Lines from a pointing dataset
"""
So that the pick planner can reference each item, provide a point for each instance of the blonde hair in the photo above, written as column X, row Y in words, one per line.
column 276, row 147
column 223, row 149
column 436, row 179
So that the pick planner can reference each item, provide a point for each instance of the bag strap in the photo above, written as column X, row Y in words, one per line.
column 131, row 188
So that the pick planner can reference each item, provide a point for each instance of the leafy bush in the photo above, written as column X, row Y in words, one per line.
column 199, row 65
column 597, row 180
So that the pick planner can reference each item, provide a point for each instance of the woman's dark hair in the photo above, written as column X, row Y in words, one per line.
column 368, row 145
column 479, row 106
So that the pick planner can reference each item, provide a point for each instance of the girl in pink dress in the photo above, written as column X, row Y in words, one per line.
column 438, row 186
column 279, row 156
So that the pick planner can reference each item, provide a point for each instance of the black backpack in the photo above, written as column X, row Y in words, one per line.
"""
_What is expected_
Reproduce every one of the lines above verbatim.

_Completed exercise_
So that the pick planner can reference each item, provide a point for each instance of the blonde hair in the photo above, written as column X, row Y in words, one per line.
column 276, row 147
column 223, row 149
column 436, row 179
So that the pick planner can reference each item, provide a point for each instance of the bag strap in the photo above, written as column X, row Y in words, one per line.
column 131, row 188
So that the pick planner can reference each item, provide a point for each instance of the leafy bush in the photo above, written as column X, row Y in words, one per line.
column 199, row 65
column 597, row 180
So that the pick planner can reference each item, provide a point for each instance of the woman's dark hair in the photo above, written as column X, row Y in words, one per line.
column 368, row 145
column 479, row 106
So that the pick planner can reference each item, provide a point for each instance of the girl in pink dress in the photo above, written as column X, row Y in words, one per line.
column 438, row 186
column 279, row 156
So that the pick planner can reference each item, provide a point for each instance of the black backpack in the photo above, written as column X, row Y in words, one per line.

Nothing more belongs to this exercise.